## STATED EXERCISE
Please select every line in the material below that contains the word "white" and copy each one out.
* * * * * * * * *
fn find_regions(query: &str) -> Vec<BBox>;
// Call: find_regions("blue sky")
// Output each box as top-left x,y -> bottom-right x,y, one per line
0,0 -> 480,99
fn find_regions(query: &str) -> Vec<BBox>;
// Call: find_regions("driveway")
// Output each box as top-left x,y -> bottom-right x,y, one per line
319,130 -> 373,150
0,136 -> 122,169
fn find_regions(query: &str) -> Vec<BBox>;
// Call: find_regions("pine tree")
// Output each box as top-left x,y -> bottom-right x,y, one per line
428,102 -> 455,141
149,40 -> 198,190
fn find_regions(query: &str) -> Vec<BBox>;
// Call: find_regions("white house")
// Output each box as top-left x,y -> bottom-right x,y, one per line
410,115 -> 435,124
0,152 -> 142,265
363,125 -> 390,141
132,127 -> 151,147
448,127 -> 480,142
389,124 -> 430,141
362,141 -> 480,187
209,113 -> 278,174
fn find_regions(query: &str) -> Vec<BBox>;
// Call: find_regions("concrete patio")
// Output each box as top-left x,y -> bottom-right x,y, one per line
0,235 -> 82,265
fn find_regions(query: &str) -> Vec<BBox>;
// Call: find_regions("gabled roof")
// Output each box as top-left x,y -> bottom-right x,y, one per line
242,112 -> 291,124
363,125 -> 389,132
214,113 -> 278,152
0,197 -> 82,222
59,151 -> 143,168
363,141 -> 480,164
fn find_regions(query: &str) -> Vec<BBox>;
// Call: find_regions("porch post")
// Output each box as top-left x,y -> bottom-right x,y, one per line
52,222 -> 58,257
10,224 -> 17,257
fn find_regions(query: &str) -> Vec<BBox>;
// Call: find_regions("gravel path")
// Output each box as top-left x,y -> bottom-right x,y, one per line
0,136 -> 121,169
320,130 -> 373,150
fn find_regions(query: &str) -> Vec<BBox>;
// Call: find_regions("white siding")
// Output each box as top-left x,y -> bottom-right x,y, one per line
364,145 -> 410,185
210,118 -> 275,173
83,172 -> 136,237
* * * * * * * * *
## RESULT
// Call: find_regions("white house")
// Call: find_regions("white siding")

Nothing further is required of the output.